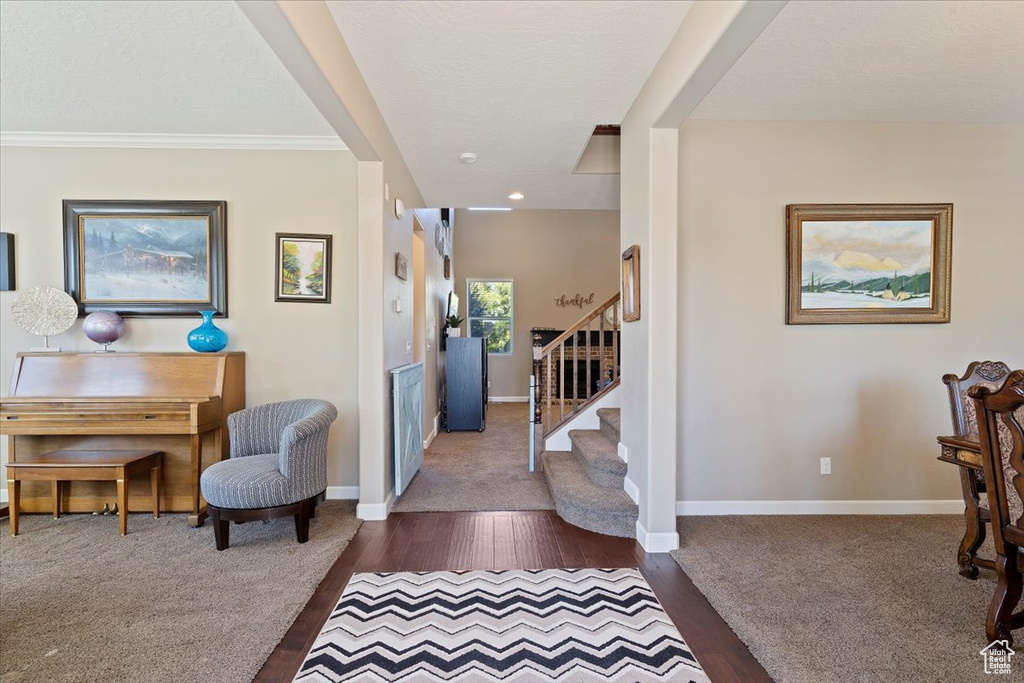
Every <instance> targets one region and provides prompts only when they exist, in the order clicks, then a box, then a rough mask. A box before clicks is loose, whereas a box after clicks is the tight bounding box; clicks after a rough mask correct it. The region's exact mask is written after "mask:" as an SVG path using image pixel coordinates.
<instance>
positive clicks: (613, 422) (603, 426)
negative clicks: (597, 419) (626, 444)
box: [597, 408, 623, 449]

### TASK BRIEF:
Return every record exactly, minus the pictures.

### COMPLETED EXERCISE:
Every <instance> targets one region and provides prompts only when they exist, in the order clicks, then a box, then a rough mask. A box before clicks is loose, whereas a box after clicks is the tight bounding box; clicks after a rough mask correct it. The region's exact mask is written after "mask:" as an SVG path using image pixel coordinates.
<instance>
positive clicks: (613, 422) (603, 426)
negative clicks: (597, 419) (626, 444)
box: [597, 408, 623, 449]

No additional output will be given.